## Dataset rows on where objects appear
********************

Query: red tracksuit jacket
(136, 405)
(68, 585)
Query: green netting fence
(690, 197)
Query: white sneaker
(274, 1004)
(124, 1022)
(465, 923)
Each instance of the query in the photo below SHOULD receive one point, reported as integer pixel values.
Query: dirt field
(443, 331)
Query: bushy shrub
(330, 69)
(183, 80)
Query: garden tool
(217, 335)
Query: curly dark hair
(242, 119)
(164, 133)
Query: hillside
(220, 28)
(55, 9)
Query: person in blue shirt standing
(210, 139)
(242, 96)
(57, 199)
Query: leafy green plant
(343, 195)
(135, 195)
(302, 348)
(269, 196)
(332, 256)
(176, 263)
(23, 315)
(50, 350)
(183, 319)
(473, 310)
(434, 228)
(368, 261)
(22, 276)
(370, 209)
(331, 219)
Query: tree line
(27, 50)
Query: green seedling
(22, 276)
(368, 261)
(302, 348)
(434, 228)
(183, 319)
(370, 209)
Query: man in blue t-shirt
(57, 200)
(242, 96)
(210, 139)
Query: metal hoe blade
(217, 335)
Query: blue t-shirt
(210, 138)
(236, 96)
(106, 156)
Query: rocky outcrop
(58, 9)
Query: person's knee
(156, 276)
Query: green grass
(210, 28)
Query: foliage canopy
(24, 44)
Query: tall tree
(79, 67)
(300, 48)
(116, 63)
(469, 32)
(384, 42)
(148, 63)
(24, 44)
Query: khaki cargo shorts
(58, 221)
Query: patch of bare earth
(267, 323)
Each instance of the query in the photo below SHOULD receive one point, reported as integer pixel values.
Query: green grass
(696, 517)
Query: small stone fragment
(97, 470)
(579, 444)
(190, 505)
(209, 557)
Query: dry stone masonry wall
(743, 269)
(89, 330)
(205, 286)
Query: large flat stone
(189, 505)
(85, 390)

********************

## INSTRUCTION
Produce an exact copy of all the records.

## THE COMPLETED TASK
Query: red tracksuit jacket
(136, 405)
(68, 585)
Query: green netting fence
(690, 197)
Query: white sneaker
(274, 1004)
(124, 1022)
(465, 923)
Each instance of the query in the photo below SHOULD receive one point, reported as integer pixel values.
Query: dirt field
(443, 331)
Query: bushy shrub
(330, 69)
(183, 80)
Query: garden tool
(217, 335)
Query: curly dark hair
(242, 119)
(164, 133)
Query: hillside
(220, 28)
(55, 9)
Query: person in blue shirt standing
(210, 139)
(242, 96)
(57, 199)
Query: leafy green plant
(343, 195)
(135, 195)
(302, 348)
(269, 196)
(332, 256)
(176, 263)
(23, 315)
(50, 350)
(183, 319)
(473, 310)
(434, 228)
(368, 261)
(22, 276)
(370, 209)
(331, 219)
Query: tree line
(27, 50)
Query: green seedling
(22, 276)
(368, 261)
(302, 348)
(434, 228)
(183, 319)
(370, 209)
Query: man in blue t-shirt
(57, 200)
(242, 96)
(210, 139)
Query: metal hoe blade
(217, 335)
Query: blue t-shirt
(210, 138)
(236, 96)
(106, 156)
Query: rocky outcrop
(58, 9)
Query: person's knee
(156, 276)
Query: green grass
(210, 28)
Query: foliage canopy
(24, 44)
Query: tall tree
(79, 67)
(300, 48)
(116, 63)
(469, 32)
(384, 42)
(148, 63)
(24, 44)
Query: khaki cargo shorts
(58, 221)
Query: patch of bare earth
(267, 323)
Each instance of the query in the photo below SHOULD receive one point, reported as integer pixel values.
Query: green grass
(696, 517)
Query: small stone fragment
(97, 470)
(579, 444)
(190, 505)
(209, 557)
Query: dry stone masonry wall
(743, 269)
(89, 330)
(205, 286)
Query: large flat stone
(189, 505)
(85, 390)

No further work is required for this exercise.